• **What is required**: Echo every line of the listing below word for word, but leave the pictures out of your answer.

• **Records**:
__________

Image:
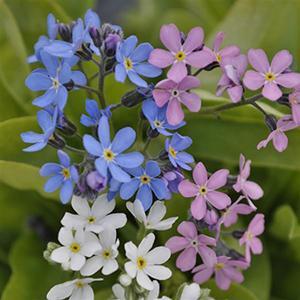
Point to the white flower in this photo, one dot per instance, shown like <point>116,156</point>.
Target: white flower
<point>77,289</point>
<point>105,257</point>
<point>76,247</point>
<point>154,219</point>
<point>144,263</point>
<point>96,218</point>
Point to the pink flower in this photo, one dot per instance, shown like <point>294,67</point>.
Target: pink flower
<point>250,189</point>
<point>177,93</point>
<point>192,244</point>
<point>231,80</point>
<point>225,270</point>
<point>278,136</point>
<point>205,190</point>
<point>180,53</point>
<point>253,244</point>
<point>220,55</point>
<point>270,77</point>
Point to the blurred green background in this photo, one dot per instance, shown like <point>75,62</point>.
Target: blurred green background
<point>218,141</point>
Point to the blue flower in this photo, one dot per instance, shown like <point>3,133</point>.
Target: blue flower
<point>157,118</point>
<point>52,80</point>
<point>109,155</point>
<point>63,175</point>
<point>92,108</point>
<point>147,183</point>
<point>47,122</point>
<point>174,149</point>
<point>132,61</point>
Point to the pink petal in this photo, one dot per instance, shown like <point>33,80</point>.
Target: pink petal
<point>281,61</point>
<point>259,60</point>
<point>198,208</point>
<point>288,80</point>
<point>218,199</point>
<point>218,179</point>
<point>177,243</point>
<point>200,59</point>
<point>191,101</point>
<point>253,80</point>
<point>187,259</point>
<point>161,97</point>
<point>194,39</point>
<point>177,72</point>
<point>161,58</point>
<point>187,229</point>
<point>200,174</point>
<point>187,189</point>
<point>271,91</point>
<point>175,113</point>
<point>170,37</point>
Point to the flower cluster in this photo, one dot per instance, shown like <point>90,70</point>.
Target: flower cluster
<point>111,167</point>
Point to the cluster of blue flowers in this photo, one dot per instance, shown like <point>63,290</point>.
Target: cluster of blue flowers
<point>107,162</point>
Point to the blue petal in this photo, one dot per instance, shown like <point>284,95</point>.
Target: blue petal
<point>132,159</point>
<point>136,79</point>
<point>145,196</point>
<point>50,169</point>
<point>147,70</point>
<point>123,139</point>
<point>104,132</point>
<point>66,191</point>
<point>53,183</point>
<point>128,189</point>
<point>92,146</point>
<point>141,53</point>
<point>152,168</point>
<point>159,188</point>
<point>120,73</point>
<point>118,174</point>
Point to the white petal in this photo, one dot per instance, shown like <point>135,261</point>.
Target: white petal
<point>81,206</point>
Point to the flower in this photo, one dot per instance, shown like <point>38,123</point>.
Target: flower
<point>250,189</point>
<point>63,175</point>
<point>92,108</point>
<point>109,155</point>
<point>105,257</point>
<point>40,140</point>
<point>76,289</point>
<point>220,55</point>
<point>174,149</point>
<point>269,77</point>
<point>192,244</point>
<point>278,136</point>
<point>205,190</point>
<point>174,93</point>
<point>97,218</point>
<point>131,62</point>
<point>231,80</point>
<point>180,53</point>
<point>145,263</point>
<point>225,270</point>
<point>252,243</point>
<point>145,181</point>
<point>154,220</point>
<point>157,118</point>
<point>75,248</point>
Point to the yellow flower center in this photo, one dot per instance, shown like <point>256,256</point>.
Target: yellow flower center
<point>108,155</point>
<point>172,152</point>
<point>145,179</point>
<point>128,63</point>
<point>270,76</point>
<point>75,247</point>
<point>180,56</point>
<point>141,263</point>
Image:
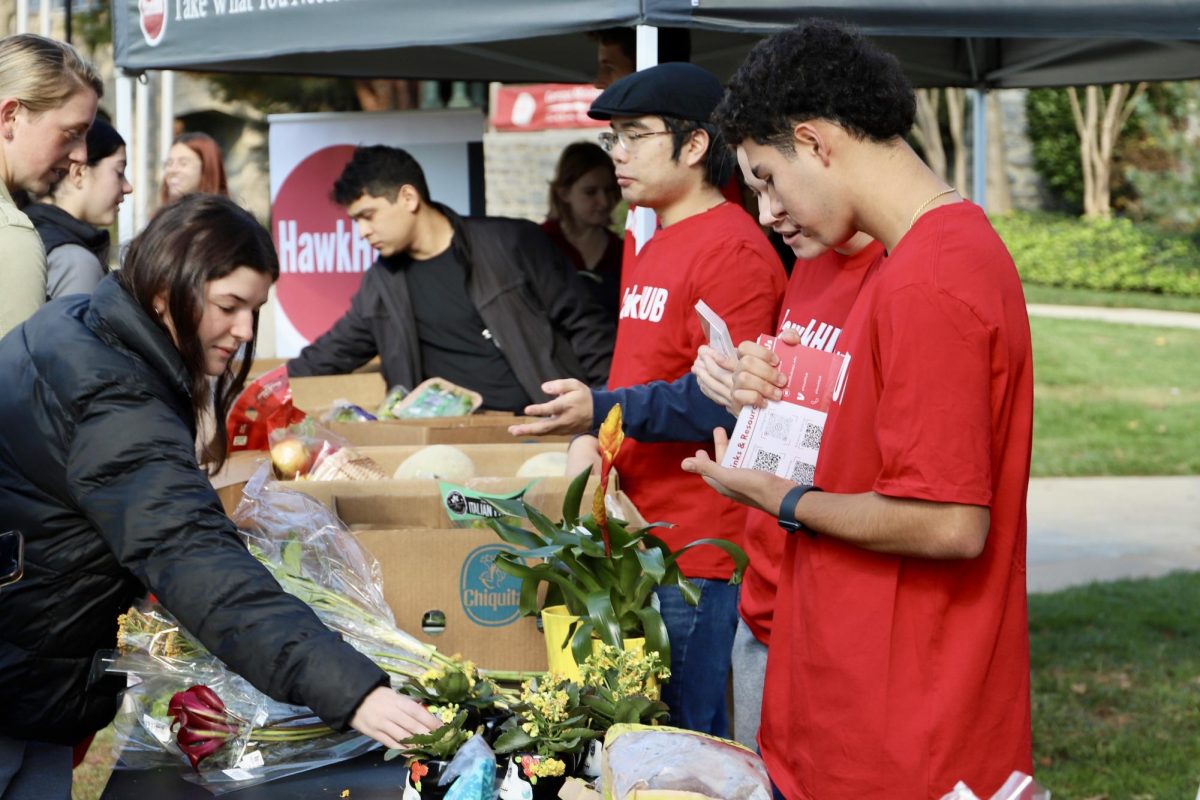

__________

• **Result of this exercise**:
Image:
Point to the white flower in this photo, one dot per instance, shown like <point>116,156</point>.
Target: white flower
<point>77,289</point>
<point>105,257</point>
<point>76,247</point>
<point>154,219</point>
<point>144,263</point>
<point>96,218</point>
Point to the pink flower in this photo, one dot per instance, shown like <point>294,67</point>.
Target: pink flower
<point>250,189</point>
<point>177,93</point>
<point>192,244</point>
<point>231,80</point>
<point>225,270</point>
<point>278,136</point>
<point>205,190</point>
<point>180,53</point>
<point>253,244</point>
<point>220,55</point>
<point>270,77</point>
Point to the blurred green background in this photo, one dot per instance, shown like <point>75,62</point>.
Target: blurred green background
<point>218,141</point>
Point to the blue flower in this photo, one dot per instance, shown like <point>3,133</point>.
Target: blue flower
<point>157,118</point>
<point>52,80</point>
<point>109,155</point>
<point>63,175</point>
<point>92,108</point>
<point>147,183</point>
<point>47,122</point>
<point>174,149</point>
<point>132,61</point>
Point to the pink petal in this photo, one dot per instance, shown like <point>33,80</point>.
Target: pink petal
<point>281,61</point>
<point>259,60</point>
<point>198,208</point>
<point>288,80</point>
<point>218,199</point>
<point>218,179</point>
<point>177,243</point>
<point>200,59</point>
<point>191,101</point>
<point>253,80</point>
<point>187,259</point>
<point>161,97</point>
<point>194,39</point>
<point>177,72</point>
<point>161,58</point>
<point>187,229</point>
<point>200,174</point>
<point>187,189</point>
<point>271,91</point>
<point>175,113</point>
<point>170,37</point>
Point to the flower cluster in this photo, one dot per instance, shown like <point>90,70</point>.
Target: flower cluster
<point>111,167</point>
Point to the cluster of blue flowers in this photo, one dot per instance, shown like <point>63,290</point>.
Target: cluster of blue flowers
<point>107,162</point>
Point to the blue petal in this photo, one dot per instance, shown like <point>284,95</point>.
Target: blue petal
<point>132,159</point>
<point>136,79</point>
<point>145,196</point>
<point>50,169</point>
<point>147,70</point>
<point>123,139</point>
<point>104,132</point>
<point>66,191</point>
<point>53,183</point>
<point>128,189</point>
<point>92,146</point>
<point>141,53</point>
<point>152,168</point>
<point>159,188</point>
<point>120,73</point>
<point>118,174</point>
Point to the white petal in this photo, one dot per instance, shown like <point>135,261</point>.
Target: white petal
<point>81,206</point>
Point to the flower in this photo, one dot per instance, shown like <point>38,123</point>.
Target: flower
<point>250,189</point>
<point>63,175</point>
<point>92,108</point>
<point>109,155</point>
<point>105,257</point>
<point>40,140</point>
<point>76,289</point>
<point>220,55</point>
<point>174,149</point>
<point>269,77</point>
<point>192,244</point>
<point>278,136</point>
<point>205,190</point>
<point>174,93</point>
<point>97,218</point>
<point>131,62</point>
<point>231,80</point>
<point>180,53</point>
<point>145,263</point>
<point>225,270</point>
<point>252,243</point>
<point>145,181</point>
<point>154,220</point>
<point>157,118</point>
<point>75,248</point>
Point to the yellow flower center in this photo, one dot per instance, shown like <point>256,256</point>.
Target: yellow flower center
<point>108,155</point>
<point>172,152</point>
<point>145,179</point>
<point>128,63</point>
<point>270,76</point>
<point>75,247</point>
<point>180,56</point>
<point>141,263</point>
Image:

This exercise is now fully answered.